# Written task 1
In the sailing forum thread, what course did mattt and mattt's wife pass?
# Written task 2
Summarize the sailing forum thread in two sentences.
# Written task 3
List every username that heads a post in the sailing forum thread, naming each one once.

# Just started learning to sail after talking about it for 20 years



## mattt (Aug 26, 2013)

Just got my basic keel certification and hoping to take basic cruising soon. I only know the basics for now, but excited to learn more. I still find docking nerve wracking but I've never had a mishap.


----------



## Palm-Tree-Living (Aug 25, 2013)

Hey your ahead of me, I don't even own a sail .... but am in the market. best of luck, and I am very sure you will have years of fun with it and out of it as well. 

Blessings,


----------



## Donna_F (Nov 7, 2005)

mattt said:


> Just got my basic keel certification and hoping to take basic cruising soon. I only know the basics for now, but excited to learn more. I still find docking nerve wracking but I've never had a mishap.


You will. And you'll learn from it and move on. Happens to 99% of us.

Welcome to SailNet.


----------



## mattt (Aug 26, 2013)

Thanks! I actually don't have a boat. I joined a club and use the club's boats. I'm giving myself a year of using club boats and keeping track of how much I spend versus how much I sail. That'll make it easier to decide whether or not to get my own boat.


----------



## Donna_F (Nov 7, 2005)

Most sensible thing I've heard in a while.


----------



## mattt (Aug 26, 2013)

DRFerron said:


> Most sensible thing I've heard in a while.


I got a spreadsheet and everything.


----------



## Palm-Tree-Living (Aug 25, 2013)

Smart, this alone tells me you will be great. 

Blessings,


----------



## gamayun (Aug 20, 2009)

Welcome! When you start looking at houses as these funny, immovable, pathetically land-locked objects....you'll know it's time.

I still hold my breath when docking. So far so good -- I haven't passed out and had no mishaps either


----------



## mattt (Aug 26, 2013)

I had that docking mishap you promised today, DRFerron. And yeah, I learned A LOT. The dock staff managed to see how badly things were going in time to prevent an insurance claim. I docked again a couple hours later with my newly acquired lesson, and docked in heavy wind like a pro.


----------



## mattt (Aug 26, 2013)

Wife and I just finished (and passed) the US Sailing Basic Cruising course and now we can take the club's cruising sailboats out and about. We've gone sailing every weekend since we started sailing in August, which is saying a bit since the weather is now officially sucking here in Seattle.

It's safe to say we're hooked!


----------

# Extracted material
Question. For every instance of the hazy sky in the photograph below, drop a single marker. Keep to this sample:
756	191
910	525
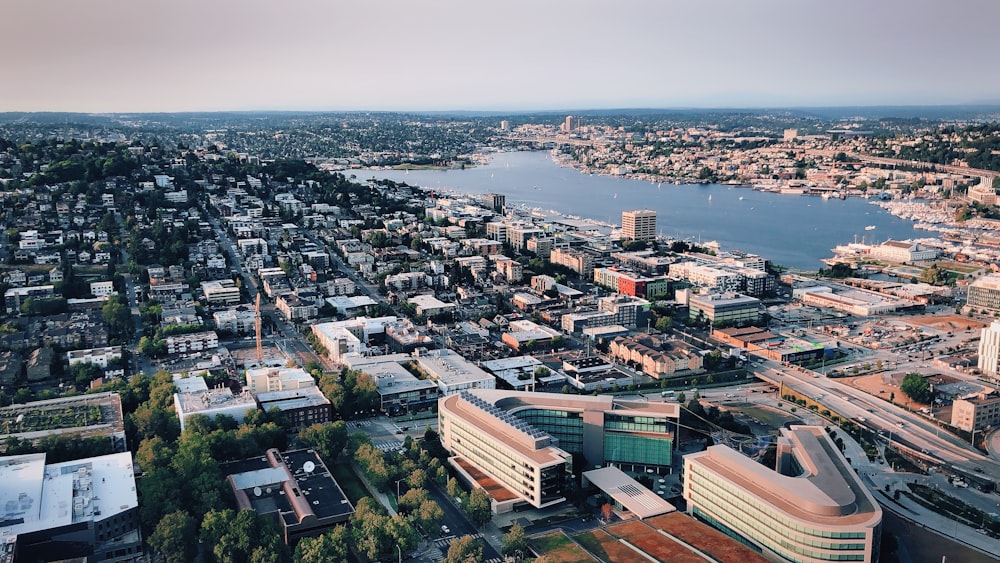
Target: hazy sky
178	55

# Written reply 1
The US Sailing Basic Cruising course.

# Written reply 2
A new sailor, mattt, earns a basic keel certification and plans a year on club boats while tracking spending against time sailed to decide on buying a boat. Other members welcome mattt and praise the plan, and mattt later describes a docking mishap that taught a lot, then reports that mattt and mattt's wife passed the US Sailing Basic Cruising course and are hooked.

# Written reply 3
mattt, Palm-Tree-Living, Donna_F, gamayun